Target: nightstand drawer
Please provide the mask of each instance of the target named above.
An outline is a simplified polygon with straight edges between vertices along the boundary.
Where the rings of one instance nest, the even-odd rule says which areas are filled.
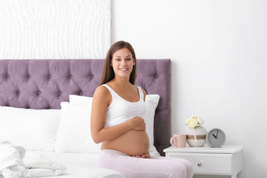
[[[233,155],[212,153],[168,153],[168,157],[190,161],[194,174],[232,175]]]

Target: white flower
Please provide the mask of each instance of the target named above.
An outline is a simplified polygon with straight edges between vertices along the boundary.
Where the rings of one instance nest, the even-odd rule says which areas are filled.
[[[199,118],[196,116],[192,116],[191,118],[186,120],[186,125],[191,129],[194,129],[196,127],[199,127],[200,125],[204,123],[204,120]]]

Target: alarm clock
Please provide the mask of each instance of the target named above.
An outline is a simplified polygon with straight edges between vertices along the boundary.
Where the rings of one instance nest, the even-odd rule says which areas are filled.
[[[211,147],[218,148],[222,147],[225,144],[225,132],[218,128],[211,129],[206,136],[206,142]]]

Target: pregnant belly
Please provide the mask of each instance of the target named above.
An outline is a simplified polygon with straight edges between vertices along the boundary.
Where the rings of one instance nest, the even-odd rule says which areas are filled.
[[[142,155],[149,152],[149,140],[145,131],[129,130],[103,142],[101,149],[116,150],[131,156]]]

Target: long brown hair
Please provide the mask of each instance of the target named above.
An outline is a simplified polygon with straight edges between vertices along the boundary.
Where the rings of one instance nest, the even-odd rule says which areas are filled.
[[[103,85],[115,77],[115,73],[113,71],[112,66],[110,66],[110,63],[112,60],[113,54],[117,51],[118,49],[127,48],[129,51],[131,51],[133,56],[133,60],[134,60],[136,64],[133,66],[133,70],[130,74],[129,81],[133,85],[136,81],[136,53],[134,53],[134,48],[131,47],[131,44],[125,41],[118,41],[113,44],[110,49],[107,51],[107,56],[105,57],[104,66],[103,68],[102,77],[100,82],[100,86]]]

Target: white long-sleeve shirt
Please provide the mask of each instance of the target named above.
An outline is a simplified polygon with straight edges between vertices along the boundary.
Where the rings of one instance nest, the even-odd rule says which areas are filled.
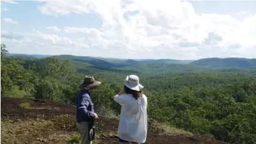
[[[144,143],[147,132],[147,98],[145,95],[137,100],[131,94],[115,95],[114,100],[122,106],[118,130],[124,140]]]

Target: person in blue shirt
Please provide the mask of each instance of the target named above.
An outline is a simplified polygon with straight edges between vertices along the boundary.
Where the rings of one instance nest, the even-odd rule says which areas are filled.
[[[93,77],[87,76],[80,85],[81,90],[76,96],[76,125],[80,133],[81,144],[92,144],[94,139],[94,121],[98,117],[94,112],[90,92],[101,84]]]

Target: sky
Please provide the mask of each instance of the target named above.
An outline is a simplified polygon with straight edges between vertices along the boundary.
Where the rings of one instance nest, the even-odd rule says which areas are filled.
[[[10,53],[256,57],[256,1],[1,1]]]

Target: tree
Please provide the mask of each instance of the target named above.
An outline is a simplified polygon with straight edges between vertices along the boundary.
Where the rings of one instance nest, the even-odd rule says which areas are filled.
[[[1,44],[1,57],[5,56],[9,54],[9,51],[5,48],[5,45]]]

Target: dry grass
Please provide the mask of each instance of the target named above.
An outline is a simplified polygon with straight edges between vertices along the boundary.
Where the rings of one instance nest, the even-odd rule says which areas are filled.
[[[166,123],[158,123],[158,128],[163,129],[162,134],[184,134],[186,135],[192,135],[192,133],[185,131],[181,129],[177,129],[175,127],[170,126],[170,125]]]
[[[45,120],[6,121],[1,123],[1,143],[24,143],[26,142],[45,141],[40,134],[49,131],[53,123]],[[37,137],[36,135],[40,135]]]
[[[20,104],[20,106],[23,109],[28,109],[30,108],[30,104],[29,104],[29,103],[27,103],[27,102],[23,103]]]

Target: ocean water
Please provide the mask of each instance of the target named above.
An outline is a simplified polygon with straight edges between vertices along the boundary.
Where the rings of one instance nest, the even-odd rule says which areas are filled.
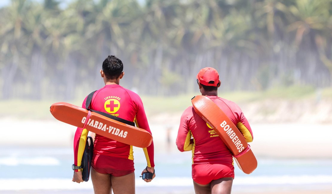
[[[3,193],[2,191],[42,189],[92,190],[91,180],[80,184],[71,181],[73,160],[71,148],[3,146],[2,148],[0,193]],[[147,183],[139,177],[146,166],[143,151],[137,148],[134,151],[136,187],[167,188],[170,191],[187,188],[189,192],[192,191],[191,152],[181,153],[174,149],[156,152],[156,177]],[[245,174],[235,166],[233,187],[248,186],[258,189],[271,185],[282,187],[332,184],[332,160],[259,157],[257,160],[257,168],[250,174]]]

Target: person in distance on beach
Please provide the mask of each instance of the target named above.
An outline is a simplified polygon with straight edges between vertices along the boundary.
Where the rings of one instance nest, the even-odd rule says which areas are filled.
[[[136,93],[119,85],[124,73],[121,61],[114,56],[109,56],[103,63],[100,74],[105,86],[93,95],[89,108],[103,112],[131,121],[138,127],[150,133],[143,103]],[[85,108],[87,96],[82,107]],[[75,166],[80,166],[85,139],[88,131],[78,127],[74,141]],[[81,141],[80,140],[81,139]],[[154,161],[153,142],[143,148],[147,162],[143,172],[153,173],[155,176]],[[91,179],[95,193],[109,194],[135,193],[135,175],[132,146],[96,134],[91,163]],[[75,170],[73,181],[83,182],[82,172]],[[152,179],[145,179],[147,182]]]
[[[252,141],[251,129],[240,108],[235,103],[218,96],[219,75],[212,68],[199,71],[197,76],[200,91],[220,108],[243,135]],[[192,176],[195,192],[198,194],[231,193],[234,167],[230,151],[208,124],[197,114],[192,106],[182,114],[176,139],[181,152],[192,151]]]

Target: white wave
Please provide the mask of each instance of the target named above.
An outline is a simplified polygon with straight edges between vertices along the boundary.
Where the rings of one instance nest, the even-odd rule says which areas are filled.
[[[0,165],[17,166],[20,165],[32,166],[59,166],[60,161],[51,157],[20,157],[16,156],[0,158]]]
[[[156,177],[147,183],[140,178],[135,180],[135,186],[187,187],[193,186],[193,179],[190,177]],[[18,184],[18,183],[20,183]],[[239,177],[234,179],[233,185],[308,185],[332,184],[332,176],[277,176]],[[84,189],[92,189],[91,181],[80,184],[67,178],[13,178],[0,179],[0,190],[22,190]]]

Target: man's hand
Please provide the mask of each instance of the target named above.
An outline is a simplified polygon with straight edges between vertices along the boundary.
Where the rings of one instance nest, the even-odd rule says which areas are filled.
[[[82,171],[78,171],[78,172],[74,171],[72,181],[73,182],[76,182],[77,183],[83,182],[83,179],[82,179]]]
[[[147,169],[147,171],[146,170],[146,169]],[[143,175],[143,173],[144,172],[151,172],[151,173],[153,173],[153,175],[152,176],[152,179],[146,179],[146,178],[144,179],[144,181],[146,182],[151,182],[152,179],[156,176],[155,173],[154,172],[154,167],[147,167],[142,172],[142,173],[141,174],[141,175]]]

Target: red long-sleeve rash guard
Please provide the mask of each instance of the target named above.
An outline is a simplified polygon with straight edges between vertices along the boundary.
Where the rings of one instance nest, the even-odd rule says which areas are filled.
[[[85,108],[85,98],[82,107]],[[127,121],[135,122],[137,127],[150,133],[146,116],[140,98],[137,94],[117,84],[107,85],[96,91],[90,108],[108,113]],[[81,166],[88,131],[77,127],[74,140],[74,164]],[[153,142],[143,148],[147,166],[154,166]],[[94,154],[101,154],[134,160],[132,146],[96,134]]]
[[[252,141],[249,123],[235,103],[216,96],[207,97],[237,125],[247,142]],[[181,152],[192,151],[193,164],[233,162],[230,151],[214,130],[196,114],[193,106],[186,109],[181,117],[176,145]]]

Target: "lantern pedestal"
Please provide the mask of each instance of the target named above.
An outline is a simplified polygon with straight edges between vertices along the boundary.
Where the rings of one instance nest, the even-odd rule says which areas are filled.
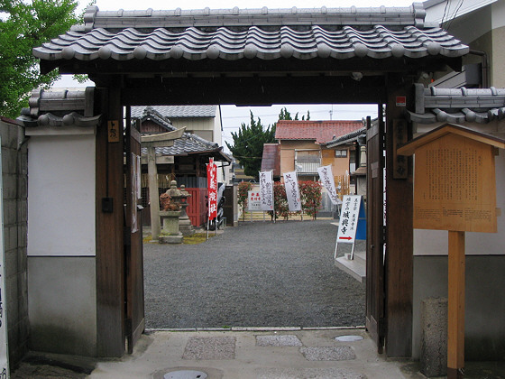
[[[165,210],[160,212],[163,224],[161,234],[158,238],[160,244],[182,244],[182,233],[179,231],[180,211]]]

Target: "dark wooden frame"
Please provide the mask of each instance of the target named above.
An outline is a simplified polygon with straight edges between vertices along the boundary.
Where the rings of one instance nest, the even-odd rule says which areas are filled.
[[[96,81],[101,99],[96,114],[122,123],[122,106],[130,105],[275,103],[386,104],[387,222],[383,288],[384,317],[380,327],[389,356],[410,356],[413,296],[413,230],[411,162],[407,179],[392,173],[393,120],[403,117],[396,97],[411,99],[410,88],[421,71],[461,69],[461,58],[430,56],[418,60],[222,60],[186,61],[42,62],[47,71],[86,72]],[[361,81],[351,72],[362,71]],[[142,73],[142,75],[136,75]],[[144,75],[148,73],[148,75]],[[151,73],[151,75],[150,75]],[[230,75],[232,74],[232,75]],[[247,88],[247,90],[244,90]],[[409,125],[411,134],[411,126]],[[124,351],[124,267],[123,204],[124,142],[106,143],[106,130],[98,128],[96,143],[96,283],[98,355],[119,356]],[[108,186],[108,190],[106,190]],[[102,212],[104,197],[114,200],[112,214]],[[370,199],[370,196],[369,196]],[[375,285],[381,285],[378,282]],[[378,334],[379,336],[379,334]],[[381,340],[378,337],[378,345]]]

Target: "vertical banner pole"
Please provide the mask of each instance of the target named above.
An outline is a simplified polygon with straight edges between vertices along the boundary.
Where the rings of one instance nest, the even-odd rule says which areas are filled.
[[[449,231],[447,379],[464,367],[464,232]]]

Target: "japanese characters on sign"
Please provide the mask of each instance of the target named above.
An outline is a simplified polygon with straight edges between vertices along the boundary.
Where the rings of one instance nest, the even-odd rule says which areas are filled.
[[[496,233],[491,146],[447,134],[416,150],[414,227]]]
[[[247,192],[247,210],[262,210],[262,197],[257,190],[250,190]]]
[[[358,229],[359,213],[362,203],[360,195],[345,195],[342,201],[342,212],[338,225],[336,242],[354,244]]]
[[[393,178],[407,179],[409,177],[409,160],[404,155],[399,155],[396,150],[407,143],[409,139],[407,121],[393,120]]]
[[[108,121],[107,122],[107,140],[109,143],[118,143],[119,142],[119,121]]]
[[[298,180],[297,171],[285,172],[283,176],[289,212],[301,210],[301,200],[298,190]]]
[[[207,187],[208,190],[208,219],[217,216],[217,166],[210,158],[207,165]]]
[[[273,210],[273,180],[271,171],[260,172],[260,193],[262,210]]]
[[[319,173],[321,183],[326,189],[332,204],[341,204],[342,201],[338,199],[336,189],[335,188],[335,180],[333,179],[331,165],[318,167],[317,172]]]

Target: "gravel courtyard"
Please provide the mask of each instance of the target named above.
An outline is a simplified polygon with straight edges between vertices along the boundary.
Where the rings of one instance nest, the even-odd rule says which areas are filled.
[[[245,222],[200,245],[144,244],[146,327],[364,325],[335,235],[331,220]]]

:::

_EXERCISE DIRECTIONS:_
Reproduce the lines of the material above, starting at the line that contains "Target: person in blue shirt" and ending after the line that contains "[[[1,44],[1,57],[5,56],[9,54],[9,51],[5,48],[5,45]]]", with both of those lines included. Multiply each polygon vertex coordinate in the outlines by 0.4 and round to the nearest whole number, rounding halves up, while leaving all other text unchanged.

_OUTPUT FOR THIS EXERCISE:_
Target: person in blue shirt
Please provide the mask of each instance of the target named above.
An outline is a simplified polygon with straight edges between vertices along the boundary.
Where the rings of one instance nest, the even-odd rule says which areas are filled.
[[[37,31],[35,30],[32,34],[32,36],[30,38],[30,50],[32,53],[32,58],[37,58],[38,56],[38,48],[39,47],[38,45],[36,37],[40,34]]]

Target: sky
Please provide the mask of each instance of the target named above.
An outline is a simplified polygon with straight edges between vertices along the boundary.
Where the rings of one instance nest, the even-odd rule says which areas are filled.
[[[4,21],[102,23],[102,0],[0,0]]]

Target: tree
Please provide the mask of each instance of the target named above.
An outline is a simplified polygon with straight edges between vertices along the boundary.
Where the rings of one instance nest, the even-odd rule says which areas are filled.
[[[0,18],[0,23],[2,22],[4,22],[4,20],[2,19],[2,18]]]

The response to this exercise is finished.